• **Goal**
The entries below contain pictures. Retype everything except those pictures, exactly as given.

--- Start ---

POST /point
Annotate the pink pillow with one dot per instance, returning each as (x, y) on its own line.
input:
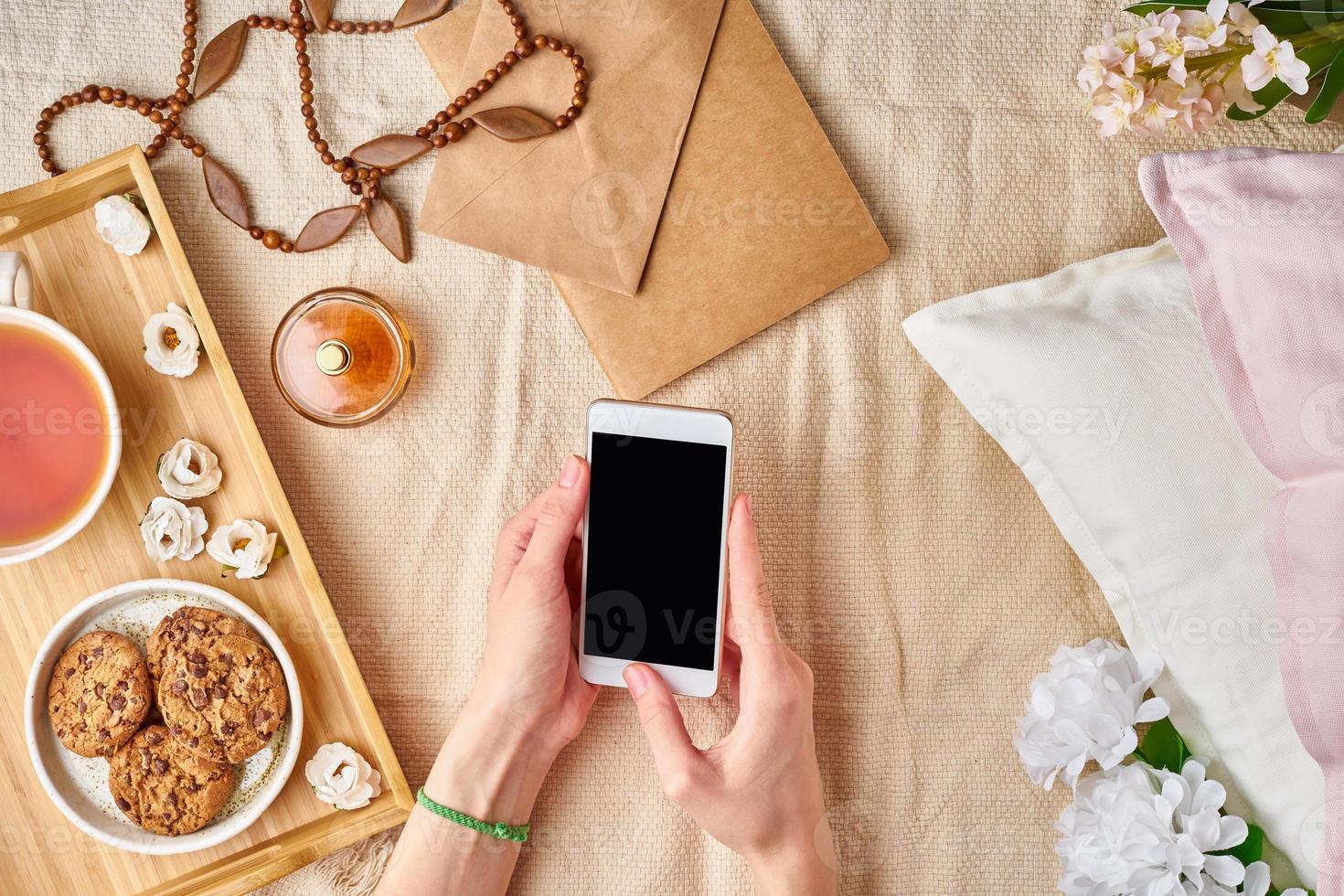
(1261, 234)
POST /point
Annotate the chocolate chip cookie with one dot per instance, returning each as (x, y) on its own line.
(99, 693)
(222, 698)
(191, 624)
(165, 787)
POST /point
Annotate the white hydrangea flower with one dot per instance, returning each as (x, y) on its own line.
(172, 344)
(245, 547)
(122, 225)
(1137, 829)
(1086, 707)
(172, 531)
(190, 470)
(1257, 881)
(342, 776)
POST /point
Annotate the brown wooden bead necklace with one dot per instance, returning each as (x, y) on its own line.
(368, 164)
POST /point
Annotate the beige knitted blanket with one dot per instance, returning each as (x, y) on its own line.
(912, 566)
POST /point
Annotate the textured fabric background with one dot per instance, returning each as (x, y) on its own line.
(912, 566)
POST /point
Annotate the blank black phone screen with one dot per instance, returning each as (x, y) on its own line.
(654, 549)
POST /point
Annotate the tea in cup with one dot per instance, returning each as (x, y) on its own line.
(59, 434)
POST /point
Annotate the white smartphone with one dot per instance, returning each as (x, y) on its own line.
(655, 543)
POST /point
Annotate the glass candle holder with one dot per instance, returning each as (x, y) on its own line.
(342, 357)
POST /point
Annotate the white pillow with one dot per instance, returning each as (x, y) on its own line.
(1097, 383)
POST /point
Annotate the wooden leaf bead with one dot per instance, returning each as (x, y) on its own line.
(388, 223)
(417, 11)
(320, 11)
(325, 228)
(390, 151)
(514, 123)
(219, 59)
(226, 194)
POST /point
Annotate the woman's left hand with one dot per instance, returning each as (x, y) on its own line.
(527, 704)
(529, 675)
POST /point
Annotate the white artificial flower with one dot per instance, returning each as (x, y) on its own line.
(1113, 119)
(1098, 60)
(1237, 94)
(1086, 707)
(1163, 105)
(172, 531)
(1257, 881)
(342, 776)
(245, 547)
(1272, 59)
(172, 344)
(1200, 105)
(1164, 31)
(1204, 28)
(1243, 19)
(122, 225)
(190, 470)
(1137, 829)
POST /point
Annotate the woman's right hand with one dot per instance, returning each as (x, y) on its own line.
(758, 790)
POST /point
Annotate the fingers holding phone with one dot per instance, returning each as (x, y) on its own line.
(758, 790)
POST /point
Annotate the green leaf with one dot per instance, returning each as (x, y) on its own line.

--- End ---

• **Answer for this exercise**
POST /point
Annotate the pink pillow with one dot per instance, returning each as (x, y) on its own line.
input:
(1261, 234)
POST /point
Annotate the chocolate chip cookie with one dot per instance, returning each as (x, y) on its own line.
(99, 693)
(222, 698)
(191, 624)
(165, 787)
POST /point
Annotate the white hydrangea flower with one dot per instance, returning each as (x, y) on its own line.
(172, 344)
(245, 547)
(122, 225)
(1137, 829)
(1086, 707)
(172, 531)
(190, 470)
(1257, 881)
(342, 776)
POST /point
Annotate the brown wooden bead necklace with one dot per instance, returning each as (x, y) on its own line.
(368, 164)
POST /point
Annotate the beige knitted blanket with one dot per instance, returning each as (x, y) on its own line.
(912, 566)
POST /point
Annotate the textured fabric background with one dot per instance, returning each as (x, y) on its own line.
(912, 566)
POST /point
Annotate the blank black phone screen with one dot per instance, returning each as (x, y) on its own line.
(654, 549)
POST /point
Annotate the tea in cup with one dot per instance, returning each as (x, y) on its own line.
(59, 434)
POST /point
Annotate the white smartphone with one dot per instance, returning each as (x, y) on its own line.
(655, 543)
POST /point
Annotate the glass candle holder with one dot per instance, returning each as (x, y) on its own line.
(342, 357)
POST /point
Annotate the white pillow with one dot per instance, returning each as (x, y) on its own line.
(1097, 383)
POST /point
Annotate the wooden leaf bead with one dot per instance, returning each as (x, y) on its own line.
(388, 223)
(417, 11)
(320, 11)
(325, 228)
(390, 151)
(514, 123)
(219, 59)
(226, 194)
POST /point
Annotate the woman's left hand with one dot per instance, returning each as (x, y) on its own line.
(527, 704)
(529, 675)
POST /point
Annotate the white artificial flower with one dot per instance, returning each as (x, y) on its own line.
(1113, 119)
(1098, 60)
(1237, 94)
(1086, 707)
(1163, 105)
(172, 531)
(1257, 881)
(342, 776)
(245, 547)
(1272, 59)
(172, 344)
(1200, 105)
(1164, 31)
(1204, 28)
(1243, 19)
(122, 225)
(190, 470)
(1137, 829)
POST /point
Annotate the woman's right hand with one dot per instance, returning each as (x, y) on its own line.
(758, 790)
POST /point
Annotate the fingers holding phone with one dot per instance, returning each as (x, y) on its own line.
(758, 790)
POST /point
Annotate the green leaf with one dot per instance, returning each as (x, y) on its own line.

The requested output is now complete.